- [WRITTEN REQUEST]:
Place into a numbered list the lines of the records starting at the line that contains "target: horse with blonde mane" and ending at the line that contains "M 253 108 L", with both of those lines included and blank lines omitted.

-*-

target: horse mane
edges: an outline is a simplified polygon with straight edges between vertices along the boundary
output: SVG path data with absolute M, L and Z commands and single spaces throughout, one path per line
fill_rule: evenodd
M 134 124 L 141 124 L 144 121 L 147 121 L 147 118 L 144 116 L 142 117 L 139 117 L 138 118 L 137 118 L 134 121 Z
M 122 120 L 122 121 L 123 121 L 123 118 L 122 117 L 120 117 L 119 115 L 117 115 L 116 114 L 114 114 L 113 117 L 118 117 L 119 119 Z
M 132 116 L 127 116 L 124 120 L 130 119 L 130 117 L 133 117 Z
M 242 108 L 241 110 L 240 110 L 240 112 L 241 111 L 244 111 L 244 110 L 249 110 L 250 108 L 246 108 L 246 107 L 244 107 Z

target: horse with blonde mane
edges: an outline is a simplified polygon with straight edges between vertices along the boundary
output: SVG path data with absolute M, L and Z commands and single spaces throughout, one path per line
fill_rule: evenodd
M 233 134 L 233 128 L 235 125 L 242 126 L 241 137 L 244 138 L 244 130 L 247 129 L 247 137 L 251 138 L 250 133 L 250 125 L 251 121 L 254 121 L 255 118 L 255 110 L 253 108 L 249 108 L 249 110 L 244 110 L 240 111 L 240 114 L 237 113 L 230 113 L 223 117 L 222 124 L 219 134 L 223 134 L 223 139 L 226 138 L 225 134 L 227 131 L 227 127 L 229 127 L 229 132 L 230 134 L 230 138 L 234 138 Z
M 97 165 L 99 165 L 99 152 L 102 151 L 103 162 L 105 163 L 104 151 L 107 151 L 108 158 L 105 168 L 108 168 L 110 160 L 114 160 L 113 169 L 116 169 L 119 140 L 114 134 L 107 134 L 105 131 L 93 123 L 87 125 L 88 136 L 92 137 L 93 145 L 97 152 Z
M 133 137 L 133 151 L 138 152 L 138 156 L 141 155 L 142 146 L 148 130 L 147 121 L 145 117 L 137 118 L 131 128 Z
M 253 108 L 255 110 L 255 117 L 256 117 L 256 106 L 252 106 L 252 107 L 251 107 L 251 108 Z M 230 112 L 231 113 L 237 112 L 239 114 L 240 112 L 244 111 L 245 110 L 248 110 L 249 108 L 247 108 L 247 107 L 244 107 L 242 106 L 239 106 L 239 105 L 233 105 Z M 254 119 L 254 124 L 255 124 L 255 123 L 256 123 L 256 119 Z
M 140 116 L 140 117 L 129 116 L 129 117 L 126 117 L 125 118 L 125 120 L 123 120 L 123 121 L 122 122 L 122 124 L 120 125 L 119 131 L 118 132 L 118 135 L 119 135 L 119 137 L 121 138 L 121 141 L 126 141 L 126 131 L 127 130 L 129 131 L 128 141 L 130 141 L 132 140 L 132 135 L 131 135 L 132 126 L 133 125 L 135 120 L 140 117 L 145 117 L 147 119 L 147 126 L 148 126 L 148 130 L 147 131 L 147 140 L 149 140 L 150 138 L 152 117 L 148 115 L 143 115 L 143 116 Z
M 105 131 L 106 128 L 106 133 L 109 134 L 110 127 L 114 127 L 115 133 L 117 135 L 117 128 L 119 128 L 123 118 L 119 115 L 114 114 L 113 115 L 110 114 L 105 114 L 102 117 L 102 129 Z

-*-

- [SOLUTION]:
1. target: horse with blonde mane
2. edges: an outline is a simplified polygon with straight edges between vertices along the boundary
3. output: SVG path data with absolute M, L and Z commands and single spaces throughout, one path per line
4. fill_rule: evenodd
5. M 233 134 L 233 128 L 235 125 L 242 126 L 241 137 L 244 138 L 244 130 L 247 129 L 247 137 L 251 138 L 250 133 L 250 125 L 251 121 L 254 121 L 255 118 L 255 110 L 253 108 L 249 108 L 249 110 L 244 110 L 240 111 L 240 114 L 237 113 L 230 113 L 223 117 L 222 124 L 219 134 L 223 134 L 223 139 L 226 138 L 225 134 L 227 131 L 227 127 L 229 127 L 229 132 L 230 134 L 230 138 L 234 138 Z
6. M 97 165 L 99 165 L 99 152 L 102 151 L 103 162 L 105 163 L 104 151 L 107 151 L 108 158 L 105 168 L 108 168 L 110 160 L 114 160 L 113 169 L 116 169 L 119 140 L 114 134 L 107 134 L 105 131 L 93 123 L 87 125 L 88 136 L 92 137 L 93 145 L 97 152 Z
7. M 133 137 L 133 151 L 138 152 L 138 156 L 141 155 L 142 146 L 148 130 L 147 121 L 145 117 L 137 118 L 131 128 Z
8. M 253 108 L 255 110 L 255 117 L 256 117 L 256 106 L 252 106 L 252 107 L 251 107 L 251 108 Z M 230 112 L 231 113 L 237 112 L 239 114 L 240 112 L 244 111 L 245 110 L 248 110 L 249 108 L 247 108 L 247 107 L 244 107 L 242 106 L 239 106 L 239 105 L 233 105 Z M 254 119 L 254 124 L 255 124 L 255 123 L 256 123 L 256 119 Z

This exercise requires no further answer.